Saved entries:
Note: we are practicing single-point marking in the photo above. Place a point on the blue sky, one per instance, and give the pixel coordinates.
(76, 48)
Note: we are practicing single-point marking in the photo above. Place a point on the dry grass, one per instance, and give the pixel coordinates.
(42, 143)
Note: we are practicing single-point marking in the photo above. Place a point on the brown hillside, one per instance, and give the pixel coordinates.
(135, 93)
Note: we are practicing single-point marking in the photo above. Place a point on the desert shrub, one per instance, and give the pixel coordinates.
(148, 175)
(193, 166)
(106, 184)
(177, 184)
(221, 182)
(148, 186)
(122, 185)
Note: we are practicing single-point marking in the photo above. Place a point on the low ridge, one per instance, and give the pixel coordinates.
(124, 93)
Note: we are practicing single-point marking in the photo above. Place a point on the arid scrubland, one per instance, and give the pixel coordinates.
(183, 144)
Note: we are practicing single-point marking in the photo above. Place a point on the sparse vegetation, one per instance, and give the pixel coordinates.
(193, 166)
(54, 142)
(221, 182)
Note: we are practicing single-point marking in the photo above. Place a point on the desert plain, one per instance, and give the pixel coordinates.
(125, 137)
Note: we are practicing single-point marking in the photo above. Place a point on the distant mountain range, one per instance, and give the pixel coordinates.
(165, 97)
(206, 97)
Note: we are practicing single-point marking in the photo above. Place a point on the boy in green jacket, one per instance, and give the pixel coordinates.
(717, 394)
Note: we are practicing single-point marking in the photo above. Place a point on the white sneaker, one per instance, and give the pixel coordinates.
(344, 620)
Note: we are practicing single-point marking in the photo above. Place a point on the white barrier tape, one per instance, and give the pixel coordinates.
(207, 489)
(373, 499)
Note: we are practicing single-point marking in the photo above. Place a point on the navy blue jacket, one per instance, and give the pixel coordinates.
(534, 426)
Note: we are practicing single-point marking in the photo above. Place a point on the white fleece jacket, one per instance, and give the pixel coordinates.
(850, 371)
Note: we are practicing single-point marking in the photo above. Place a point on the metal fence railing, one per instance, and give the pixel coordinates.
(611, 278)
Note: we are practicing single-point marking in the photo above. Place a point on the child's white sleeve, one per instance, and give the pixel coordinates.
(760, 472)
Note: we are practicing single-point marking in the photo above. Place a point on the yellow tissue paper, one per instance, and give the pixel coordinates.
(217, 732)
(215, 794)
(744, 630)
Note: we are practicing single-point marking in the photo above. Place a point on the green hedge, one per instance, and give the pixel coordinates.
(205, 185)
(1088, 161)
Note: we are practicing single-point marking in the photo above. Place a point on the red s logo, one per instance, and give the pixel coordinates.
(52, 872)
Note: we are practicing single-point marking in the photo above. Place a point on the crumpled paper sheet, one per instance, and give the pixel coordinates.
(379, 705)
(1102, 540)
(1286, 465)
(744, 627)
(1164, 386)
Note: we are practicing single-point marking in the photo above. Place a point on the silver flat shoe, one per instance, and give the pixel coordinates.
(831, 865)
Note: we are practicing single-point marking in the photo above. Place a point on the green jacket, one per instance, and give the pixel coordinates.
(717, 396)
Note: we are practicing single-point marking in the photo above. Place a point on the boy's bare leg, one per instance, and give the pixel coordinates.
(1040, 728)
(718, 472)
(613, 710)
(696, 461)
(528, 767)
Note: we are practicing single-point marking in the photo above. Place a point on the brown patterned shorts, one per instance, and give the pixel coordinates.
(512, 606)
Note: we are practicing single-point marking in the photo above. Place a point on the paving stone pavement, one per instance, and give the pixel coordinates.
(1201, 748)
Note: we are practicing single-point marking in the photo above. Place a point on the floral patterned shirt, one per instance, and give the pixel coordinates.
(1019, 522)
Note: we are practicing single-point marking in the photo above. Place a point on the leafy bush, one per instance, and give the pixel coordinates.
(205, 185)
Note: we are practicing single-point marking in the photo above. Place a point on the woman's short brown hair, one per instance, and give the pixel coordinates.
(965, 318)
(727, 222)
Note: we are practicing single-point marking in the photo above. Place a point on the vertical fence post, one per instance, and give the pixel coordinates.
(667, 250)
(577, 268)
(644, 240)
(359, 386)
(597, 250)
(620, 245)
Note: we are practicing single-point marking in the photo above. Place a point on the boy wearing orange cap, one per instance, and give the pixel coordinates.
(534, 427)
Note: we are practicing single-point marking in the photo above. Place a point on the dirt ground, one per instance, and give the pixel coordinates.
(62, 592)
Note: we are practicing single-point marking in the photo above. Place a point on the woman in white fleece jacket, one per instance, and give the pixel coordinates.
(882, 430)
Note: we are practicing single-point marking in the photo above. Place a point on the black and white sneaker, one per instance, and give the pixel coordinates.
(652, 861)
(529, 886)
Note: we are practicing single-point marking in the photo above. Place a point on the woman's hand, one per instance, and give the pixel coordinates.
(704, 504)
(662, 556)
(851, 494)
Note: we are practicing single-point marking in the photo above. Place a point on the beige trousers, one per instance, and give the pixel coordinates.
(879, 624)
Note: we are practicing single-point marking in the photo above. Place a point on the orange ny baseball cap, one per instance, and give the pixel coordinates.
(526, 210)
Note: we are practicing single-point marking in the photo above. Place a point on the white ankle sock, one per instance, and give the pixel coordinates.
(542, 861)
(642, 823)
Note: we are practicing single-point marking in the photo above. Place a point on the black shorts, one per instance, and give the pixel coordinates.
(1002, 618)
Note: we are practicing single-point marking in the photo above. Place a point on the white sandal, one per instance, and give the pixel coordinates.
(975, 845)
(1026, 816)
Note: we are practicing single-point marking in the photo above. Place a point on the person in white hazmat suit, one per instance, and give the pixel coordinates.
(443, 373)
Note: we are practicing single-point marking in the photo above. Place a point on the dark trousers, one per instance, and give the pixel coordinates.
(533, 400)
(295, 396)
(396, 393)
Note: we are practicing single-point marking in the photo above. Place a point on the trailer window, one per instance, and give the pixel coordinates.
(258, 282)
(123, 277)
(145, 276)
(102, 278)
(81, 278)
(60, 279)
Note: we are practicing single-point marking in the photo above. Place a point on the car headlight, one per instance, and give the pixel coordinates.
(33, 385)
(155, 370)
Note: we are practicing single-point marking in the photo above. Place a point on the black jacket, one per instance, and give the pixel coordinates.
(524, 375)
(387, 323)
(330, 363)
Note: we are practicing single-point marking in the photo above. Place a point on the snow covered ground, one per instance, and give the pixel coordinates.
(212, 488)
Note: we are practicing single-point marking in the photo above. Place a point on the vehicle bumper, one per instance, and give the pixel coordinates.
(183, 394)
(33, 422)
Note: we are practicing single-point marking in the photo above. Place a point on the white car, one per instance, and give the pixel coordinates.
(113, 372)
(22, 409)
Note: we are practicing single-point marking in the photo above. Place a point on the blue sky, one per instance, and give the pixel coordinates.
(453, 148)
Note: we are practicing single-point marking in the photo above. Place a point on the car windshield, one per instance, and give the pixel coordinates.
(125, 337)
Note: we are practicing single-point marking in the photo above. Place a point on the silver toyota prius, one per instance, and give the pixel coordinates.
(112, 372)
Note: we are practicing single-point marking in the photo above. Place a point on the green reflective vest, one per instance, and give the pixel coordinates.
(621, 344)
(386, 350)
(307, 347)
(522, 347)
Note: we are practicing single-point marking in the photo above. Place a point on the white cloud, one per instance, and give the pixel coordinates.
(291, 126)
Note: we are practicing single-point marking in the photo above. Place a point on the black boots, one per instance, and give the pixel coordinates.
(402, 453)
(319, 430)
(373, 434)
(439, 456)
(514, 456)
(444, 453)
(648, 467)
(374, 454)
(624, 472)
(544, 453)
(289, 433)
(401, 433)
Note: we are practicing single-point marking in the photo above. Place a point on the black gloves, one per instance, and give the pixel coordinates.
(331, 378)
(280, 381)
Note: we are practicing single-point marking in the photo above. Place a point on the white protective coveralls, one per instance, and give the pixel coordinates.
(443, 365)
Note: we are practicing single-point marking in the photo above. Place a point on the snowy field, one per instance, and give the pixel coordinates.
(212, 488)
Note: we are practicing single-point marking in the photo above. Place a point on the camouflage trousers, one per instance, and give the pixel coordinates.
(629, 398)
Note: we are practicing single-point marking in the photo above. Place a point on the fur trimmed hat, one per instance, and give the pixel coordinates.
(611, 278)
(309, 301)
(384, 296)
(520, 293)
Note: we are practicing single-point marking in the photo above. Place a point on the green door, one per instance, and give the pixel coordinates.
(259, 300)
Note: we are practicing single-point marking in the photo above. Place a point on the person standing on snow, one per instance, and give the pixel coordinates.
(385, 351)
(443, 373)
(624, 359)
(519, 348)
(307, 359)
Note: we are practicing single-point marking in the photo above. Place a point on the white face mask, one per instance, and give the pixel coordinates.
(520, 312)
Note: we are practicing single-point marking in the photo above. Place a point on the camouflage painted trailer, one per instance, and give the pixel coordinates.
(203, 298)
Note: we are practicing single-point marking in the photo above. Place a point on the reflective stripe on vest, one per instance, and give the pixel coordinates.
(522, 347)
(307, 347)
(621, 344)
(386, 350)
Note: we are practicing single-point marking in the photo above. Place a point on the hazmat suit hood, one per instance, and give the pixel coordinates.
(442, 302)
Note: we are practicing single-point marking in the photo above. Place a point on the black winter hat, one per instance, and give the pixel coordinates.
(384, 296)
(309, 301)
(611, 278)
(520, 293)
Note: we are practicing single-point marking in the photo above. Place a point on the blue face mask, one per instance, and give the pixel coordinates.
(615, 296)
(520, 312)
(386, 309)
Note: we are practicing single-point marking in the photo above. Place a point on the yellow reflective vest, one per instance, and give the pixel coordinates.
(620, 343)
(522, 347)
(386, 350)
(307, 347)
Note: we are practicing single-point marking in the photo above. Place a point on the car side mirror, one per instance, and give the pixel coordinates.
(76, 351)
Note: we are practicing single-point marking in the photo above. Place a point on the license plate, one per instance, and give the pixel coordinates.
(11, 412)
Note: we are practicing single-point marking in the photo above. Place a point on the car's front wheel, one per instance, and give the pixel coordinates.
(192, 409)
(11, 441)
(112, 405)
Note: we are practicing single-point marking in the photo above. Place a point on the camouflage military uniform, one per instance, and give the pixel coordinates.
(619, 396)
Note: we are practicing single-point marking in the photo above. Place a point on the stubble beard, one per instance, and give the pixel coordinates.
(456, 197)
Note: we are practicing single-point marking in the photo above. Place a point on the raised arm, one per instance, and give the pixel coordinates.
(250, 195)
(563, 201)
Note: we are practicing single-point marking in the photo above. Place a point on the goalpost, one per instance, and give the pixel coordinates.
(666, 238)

* _Exercise details_
Each line above, from the one that contains "on the car's" to the last line of the records, should be repeated exactly. Leave out all others.

* _Exercise answer_
Note: we are practicing single-point marking in the photo above. Place a point on the car's front wheel, one per instance, and give the pixel coordinates.
(192, 409)
(11, 441)
(112, 405)
Note: we are practicing single-point marking in the photo above. Place a point on the camouflage military uniform, one per instance, and give the pixel coordinates.
(619, 396)
Note: we are practicing single-point marking in the photo above. Place a point on the stubble beard, one per instance, and give the pixel coordinates.
(456, 197)
Note: we are practicing single-point marking in the photo above. Place a point on the raised arm, one per instance, and give the pixel coordinates.
(250, 195)
(563, 201)
Note: we are practicing single-point marking in the photo above. Place a point on the goalpost, one per instance, and give the pixel coordinates.
(666, 238)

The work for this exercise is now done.